Free-text object descriptions
------------
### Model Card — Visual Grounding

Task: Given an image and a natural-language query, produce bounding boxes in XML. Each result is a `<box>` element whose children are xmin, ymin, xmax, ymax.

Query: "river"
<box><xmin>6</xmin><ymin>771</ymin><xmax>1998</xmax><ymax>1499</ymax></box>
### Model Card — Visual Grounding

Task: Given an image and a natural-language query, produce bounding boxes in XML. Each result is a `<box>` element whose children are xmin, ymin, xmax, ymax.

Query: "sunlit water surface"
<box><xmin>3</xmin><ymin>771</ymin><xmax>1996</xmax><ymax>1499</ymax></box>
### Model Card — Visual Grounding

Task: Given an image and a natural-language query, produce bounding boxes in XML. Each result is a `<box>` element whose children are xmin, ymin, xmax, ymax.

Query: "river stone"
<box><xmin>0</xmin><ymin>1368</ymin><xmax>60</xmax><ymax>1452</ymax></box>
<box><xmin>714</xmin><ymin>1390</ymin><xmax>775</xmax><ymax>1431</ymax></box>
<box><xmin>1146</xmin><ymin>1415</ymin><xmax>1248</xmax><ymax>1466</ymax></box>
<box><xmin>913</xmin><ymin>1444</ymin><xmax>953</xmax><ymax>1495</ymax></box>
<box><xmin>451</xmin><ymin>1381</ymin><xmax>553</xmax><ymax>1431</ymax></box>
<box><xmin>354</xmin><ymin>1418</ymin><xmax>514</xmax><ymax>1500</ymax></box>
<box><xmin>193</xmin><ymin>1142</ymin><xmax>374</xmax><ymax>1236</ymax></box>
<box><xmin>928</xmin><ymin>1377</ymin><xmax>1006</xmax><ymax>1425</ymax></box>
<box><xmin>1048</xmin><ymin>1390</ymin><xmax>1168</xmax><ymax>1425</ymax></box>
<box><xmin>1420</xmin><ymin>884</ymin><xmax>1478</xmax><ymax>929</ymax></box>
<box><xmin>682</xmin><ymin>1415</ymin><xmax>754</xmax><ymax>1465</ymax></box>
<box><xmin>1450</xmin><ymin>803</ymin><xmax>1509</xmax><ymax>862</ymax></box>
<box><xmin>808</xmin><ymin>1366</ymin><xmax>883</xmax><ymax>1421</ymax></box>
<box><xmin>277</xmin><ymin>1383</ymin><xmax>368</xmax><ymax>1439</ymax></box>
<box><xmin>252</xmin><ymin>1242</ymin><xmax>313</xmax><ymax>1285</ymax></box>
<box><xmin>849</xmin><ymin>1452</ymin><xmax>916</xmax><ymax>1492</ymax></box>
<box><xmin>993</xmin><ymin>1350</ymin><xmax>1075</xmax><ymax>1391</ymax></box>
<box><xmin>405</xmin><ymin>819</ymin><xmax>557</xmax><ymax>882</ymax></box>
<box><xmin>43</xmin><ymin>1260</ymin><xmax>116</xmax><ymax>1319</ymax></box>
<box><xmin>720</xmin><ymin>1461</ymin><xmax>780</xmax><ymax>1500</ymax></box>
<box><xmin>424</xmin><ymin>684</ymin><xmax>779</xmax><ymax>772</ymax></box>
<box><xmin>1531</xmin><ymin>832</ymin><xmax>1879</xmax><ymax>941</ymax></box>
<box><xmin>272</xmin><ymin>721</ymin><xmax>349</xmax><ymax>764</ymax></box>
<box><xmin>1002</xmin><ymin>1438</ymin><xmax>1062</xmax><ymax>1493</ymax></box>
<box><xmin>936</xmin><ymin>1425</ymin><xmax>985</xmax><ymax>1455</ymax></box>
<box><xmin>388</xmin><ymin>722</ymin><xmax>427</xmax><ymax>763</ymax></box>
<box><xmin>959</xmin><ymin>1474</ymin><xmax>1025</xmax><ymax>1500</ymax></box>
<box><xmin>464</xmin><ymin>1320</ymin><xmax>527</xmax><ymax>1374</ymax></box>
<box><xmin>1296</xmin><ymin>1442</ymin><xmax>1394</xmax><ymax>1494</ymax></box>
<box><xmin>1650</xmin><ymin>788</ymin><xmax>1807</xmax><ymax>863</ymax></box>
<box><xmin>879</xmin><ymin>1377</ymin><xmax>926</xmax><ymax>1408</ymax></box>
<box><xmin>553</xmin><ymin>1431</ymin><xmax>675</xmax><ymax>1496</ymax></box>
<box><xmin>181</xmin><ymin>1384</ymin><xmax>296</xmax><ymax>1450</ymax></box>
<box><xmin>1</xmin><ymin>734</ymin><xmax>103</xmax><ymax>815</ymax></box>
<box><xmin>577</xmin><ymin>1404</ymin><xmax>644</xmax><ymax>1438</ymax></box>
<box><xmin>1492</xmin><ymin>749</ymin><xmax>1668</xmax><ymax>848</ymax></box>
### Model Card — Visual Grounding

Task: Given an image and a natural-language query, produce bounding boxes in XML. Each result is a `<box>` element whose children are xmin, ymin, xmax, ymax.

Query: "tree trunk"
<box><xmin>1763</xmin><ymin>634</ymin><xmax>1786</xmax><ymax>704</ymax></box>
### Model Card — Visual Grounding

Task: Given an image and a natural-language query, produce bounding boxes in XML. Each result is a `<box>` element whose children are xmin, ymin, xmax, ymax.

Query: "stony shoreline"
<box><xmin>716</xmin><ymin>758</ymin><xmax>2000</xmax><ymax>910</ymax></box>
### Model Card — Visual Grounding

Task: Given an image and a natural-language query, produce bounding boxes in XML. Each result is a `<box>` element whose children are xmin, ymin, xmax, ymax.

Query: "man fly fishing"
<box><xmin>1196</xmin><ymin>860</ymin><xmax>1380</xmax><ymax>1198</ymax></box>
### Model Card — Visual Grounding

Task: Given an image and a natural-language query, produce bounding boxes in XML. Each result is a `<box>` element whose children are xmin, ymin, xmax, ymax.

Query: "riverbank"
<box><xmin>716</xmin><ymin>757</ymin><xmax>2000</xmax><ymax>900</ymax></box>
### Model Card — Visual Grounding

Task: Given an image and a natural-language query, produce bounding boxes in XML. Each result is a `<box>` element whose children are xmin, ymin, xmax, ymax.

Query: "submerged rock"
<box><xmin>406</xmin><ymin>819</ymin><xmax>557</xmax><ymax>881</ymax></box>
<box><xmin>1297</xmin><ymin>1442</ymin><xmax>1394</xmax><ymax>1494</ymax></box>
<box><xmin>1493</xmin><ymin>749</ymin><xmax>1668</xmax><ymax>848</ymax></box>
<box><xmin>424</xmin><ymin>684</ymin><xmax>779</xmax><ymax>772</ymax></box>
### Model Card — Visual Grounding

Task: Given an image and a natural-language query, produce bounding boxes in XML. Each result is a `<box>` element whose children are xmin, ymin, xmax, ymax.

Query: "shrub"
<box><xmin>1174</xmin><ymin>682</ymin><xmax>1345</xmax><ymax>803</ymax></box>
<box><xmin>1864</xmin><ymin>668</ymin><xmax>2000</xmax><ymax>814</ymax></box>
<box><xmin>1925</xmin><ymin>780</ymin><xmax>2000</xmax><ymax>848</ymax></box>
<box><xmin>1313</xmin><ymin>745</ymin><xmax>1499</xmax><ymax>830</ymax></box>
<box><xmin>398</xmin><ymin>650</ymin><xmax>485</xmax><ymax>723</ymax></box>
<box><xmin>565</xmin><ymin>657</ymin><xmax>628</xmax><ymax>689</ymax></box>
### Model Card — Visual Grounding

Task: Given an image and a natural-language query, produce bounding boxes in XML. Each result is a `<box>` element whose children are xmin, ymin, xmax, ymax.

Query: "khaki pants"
------------
## What is required
Return every entry exactly.

## Answer box
### Model Card — Visual Grounding

Task: Given an image and a natural-language query, produce bounding boxes in XML. Each result is a `<box>` element whose children are xmin, ymin, xmax, ymax.

Query: "river"
<box><xmin>6</xmin><ymin>771</ymin><xmax>1998</xmax><ymax>1499</ymax></box>
### Model Card — Visual Grounding

Task: Given an image and a natural-language query, produce bounding boxes in XML. Each result is a `<box>` element whose children are xmin, ymin, xmax, ymax.

Query: "sunlit water surface"
<box><xmin>3</xmin><ymin>771</ymin><xmax>1996</xmax><ymax>1499</ymax></box>
### Model Card — Visual Grounding

Task: Given an image and a natural-language query, produce bounding boxes in XML. Each result is a `<box>` element whose children are xmin, ymin, xmax, ymax.

Query: "river stone"
<box><xmin>0</xmin><ymin>1368</ymin><xmax>60</xmax><ymax>1452</ymax></box>
<box><xmin>714</xmin><ymin>1390</ymin><xmax>775</xmax><ymax>1431</ymax></box>
<box><xmin>1146</xmin><ymin>1415</ymin><xmax>1248</xmax><ymax>1466</ymax></box>
<box><xmin>913</xmin><ymin>1444</ymin><xmax>953</xmax><ymax>1495</ymax></box>
<box><xmin>451</xmin><ymin>1381</ymin><xmax>553</xmax><ymax>1431</ymax></box>
<box><xmin>354</xmin><ymin>1418</ymin><xmax>514</xmax><ymax>1500</ymax></box>
<box><xmin>193</xmin><ymin>1142</ymin><xmax>374</xmax><ymax>1236</ymax></box>
<box><xmin>928</xmin><ymin>1377</ymin><xmax>1006</xmax><ymax>1425</ymax></box>
<box><xmin>1048</xmin><ymin>1390</ymin><xmax>1168</xmax><ymax>1425</ymax></box>
<box><xmin>1420</xmin><ymin>884</ymin><xmax>1478</xmax><ymax>929</ymax></box>
<box><xmin>682</xmin><ymin>1415</ymin><xmax>754</xmax><ymax>1465</ymax></box>
<box><xmin>1450</xmin><ymin>803</ymin><xmax>1509</xmax><ymax>862</ymax></box>
<box><xmin>808</xmin><ymin>1366</ymin><xmax>883</xmax><ymax>1421</ymax></box>
<box><xmin>277</xmin><ymin>1383</ymin><xmax>368</xmax><ymax>1439</ymax></box>
<box><xmin>252</xmin><ymin>1242</ymin><xmax>313</xmax><ymax>1285</ymax></box>
<box><xmin>849</xmin><ymin>1452</ymin><xmax>916</xmax><ymax>1492</ymax></box>
<box><xmin>993</xmin><ymin>1350</ymin><xmax>1075</xmax><ymax>1391</ymax></box>
<box><xmin>405</xmin><ymin>819</ymin><xmax>557</xmax><ymax>882</ymax></box>
<box><xmin>43</xmin><ymin>1260</ymin><xmax>116</xmax><ymax>1319</ymax></box>
<box><xmin>720</xmin><ymin>1461</ymin><xmax>780</xmax><ymax>1500</ymax></box>
<box><xmin>424</xmin><ymin>684</ymin><xmax>779</xmax><ymax>772</ymax></box>
<box><xmin>1531</xmin><ymin>832</ymin><xmax>1879</xmax><ymax>941</ymax></box>
<box><xmin>272</xmin><ymin>721</ymin><xmax>349</xmax><ymax>764</ymax></box>
<box><xmin>1002</xmin><ymin>1438</ymin><xmax>1062</xmax><ymax>1493</ymax></box>
<box><xmin>936</xmin><ymin>1425</ymin><xmax>985</xmax><ymax>1455</ymax></box>
<box><xmin>388</xmin><ymin>722</ymin><xmax>427</xmax><ymax>763</ymax></box>
<box><xmin>959</xmin><ymin>1474</ymin><xmax>1025</xmax><ymax>1500</ymax></box>
<box><xmin>464</xmin><ymin>1320</ymin><xmax>527</xmax><ymax>1374</ymax></box>
<box><xmin>1296</xmin><ymin>1442</ymin><xmax>1394</xmax><ymax>1494</ymax></box>
<box><xmin>1650</xmin><ymin>788</ymin><xmax>1807</xmax><ymax>863</ymax></box>
<box><xmin>879</xmin><ymin>1377</ymin><xmax>926</xmax><ymax>1408</ymax></box>
<box><xmin>553</xmin><ymin>1431</ymin><xmax>675</xmax><ymax>1496</ymax></box>
<box><xmin>181</xmin><ymin>1384</ymin><xmax>296</xmax><ymax>1450</ymax></box>
<box><xmin>1</xmin><ymin>734</ymin><xmax>103</xmax><ymax>815</ymax></box>
<box><xmin>577</xmin><ymin>1404</ymin><xmax>644</xmax><ymax>1438</ymax></box>
<box><xmin>1492</xmin><ymin>749</ymin><xmax>1668</xmax><ymax>848</ymax></box>
### Model Card — Visual Grounding

Task: Given an image and a natural-language query, produce bounding boxes in XML. Each result is a `<box>` element whose children are xmin, ymin, xmax, ymax.

Query: "tree trunk"
<box><xmin>1763</xmin><ymin>634</ymin><xmax>1786</xmax><ymax>704</ymax></box>
### Model Card — Visual Grounding

Task: Given an image and a natural-language query, produce bounding boxes in XML. Each result is a `<box>` element whose children are xmin, ymin, xmax, ymax.

Query: "stony shoreline"
<box><xmin>716</xmin><ymin>758</ymin><xmax>2000</xmax><ymax>910</ymax></box>
### Model Card — Visual Grounding

Task: Given an image and a natural-language query, produce bounding boxes in XML. Each result is a `<box>` element whose children are xmin, ymin, xmax, ymax.

Query: "man fly fishing"
<box><xmin>1196</xmin><ymin>860</ymin><xmax>1380</xmax><ymax>1198</ymax></box>
### Model Card — Visual Grounding

Task: Given an image and a natural-language query, produce bounding boxes in XML. Each result is a `<box>` element whose children are xmin, ymin, xmax, ymax.

Query: "riverbank"
<box><xmin>716</xmin><ymin>757</ymin><xmax>2000</xmax><ymax>900</ymax></box>
### Model Card — Visual Grounding

Task: Given an image and a natural-language query, produce bounding boxes in XML. Each result is a `<box>` element whose children are xmin, ymin, xmax, ymax.

Query: "submerged rock"
<box><xmin>406</xmin><ymin>819</ymin><xmax>557</xmax><ymax>881</ymax></box>
<box><xmin>1297</xmin><ymin>1442</ymin><xmax>1394</xmax><ymax>1494</ymax></box>
<box><xmin>1493</xmin><ymin>749</ymin><xmax>1668</xmax><ymax>848</ymax></box>
<box><xmin>424</xmin><ymin>684</ymin><xmax>779</xmax><ymax>772</ymax></box>
### Model Card — Visual Grounding

Task: Given an image and a natural-language query, produce bounding boxes in XML. Each result is a `<box>` element whose children are xmin, ymin, xmax, ymax.

Query: "shrub"
<box><xmin>1174</xmin><ymin>682</ymin><xmax>1345</xmax><ymax>803</ymax></box>
<box><xmin>1864</xmin><ymin>668</ymin><xmax>2000</xmax><ymax>814</ymax></box>
<box><xmin>1925</xmin><ymin>780</ymin><xmax>2000</xmax><ymax>848</ymax></box>
<box><xmin>1313</xmin><ymin>745</ymin><xmax>1499</xmax><ymax>830</ymax></box>
<box><xmin>398</xmin><ymin>650</ymin><xmax>485</xmax><ymax>723</ymax></box>
<box><xmin>565</xmin><ymin>657</ymin><xmax>628</xmax><ymax>689</ymax></box>
### Model Card — Visual Grounding

Task: Given an image and a natural-language query, produce bounding boxes in XML. Each result is a `<box>` element whose children are xmin, ymin, xmax, ymax.

Query: "khaki pants"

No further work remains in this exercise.